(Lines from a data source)
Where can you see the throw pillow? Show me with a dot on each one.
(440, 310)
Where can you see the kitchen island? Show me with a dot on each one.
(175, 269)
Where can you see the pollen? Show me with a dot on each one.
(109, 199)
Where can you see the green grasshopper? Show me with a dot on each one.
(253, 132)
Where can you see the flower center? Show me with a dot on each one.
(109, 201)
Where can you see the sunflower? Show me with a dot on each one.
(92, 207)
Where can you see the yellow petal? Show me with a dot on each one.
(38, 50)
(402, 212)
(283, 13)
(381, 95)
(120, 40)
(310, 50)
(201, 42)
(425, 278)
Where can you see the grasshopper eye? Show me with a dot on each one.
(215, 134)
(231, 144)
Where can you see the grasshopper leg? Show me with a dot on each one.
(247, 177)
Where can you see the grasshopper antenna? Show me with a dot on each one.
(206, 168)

* [Task]:
Render these lines as a two-column CSV with the headers text and points. Give one row per line that asks something, holding its wording and every point listed after it, with each value in one quoted field and line breaks replaced by spaces.

* [Exercise answer]:
text,points
"Where can you see the throw pillow? Show me with a dot on each one.","(440, 310)"
"Where can you see the kitchen island? Show me with a dot on each one.","(175, 269)"
"Where can you see the pollen? Show me with a dot on each one.","(109, 199)"
"Where can you see the green grasshopper? Show me with a dot on each one.","(253, 132)"
"Where can you see the flower center? Show me with a dot on each one.","(109, 201)"
"Where can you see the sunflower? Show me with a dot on each one.","(92, 207)"
"Where can you see the yellow petal? Show me with a dot on each one.","(38, 50) (402, 212) (283, 13) (381, 95) (120, 40) (310, 50) (201, 42) (425, 278)"
"Where can you see the grasshopper eye? Show me with a dot on each one.","(215, 134) (231, 144)"
"Where can you see the grasshopper leg? Show me with a dot on each one.","(247, 177)"
"Where can you see the grasshopper antenna? Show me with a dot on each one.","(206, 168)"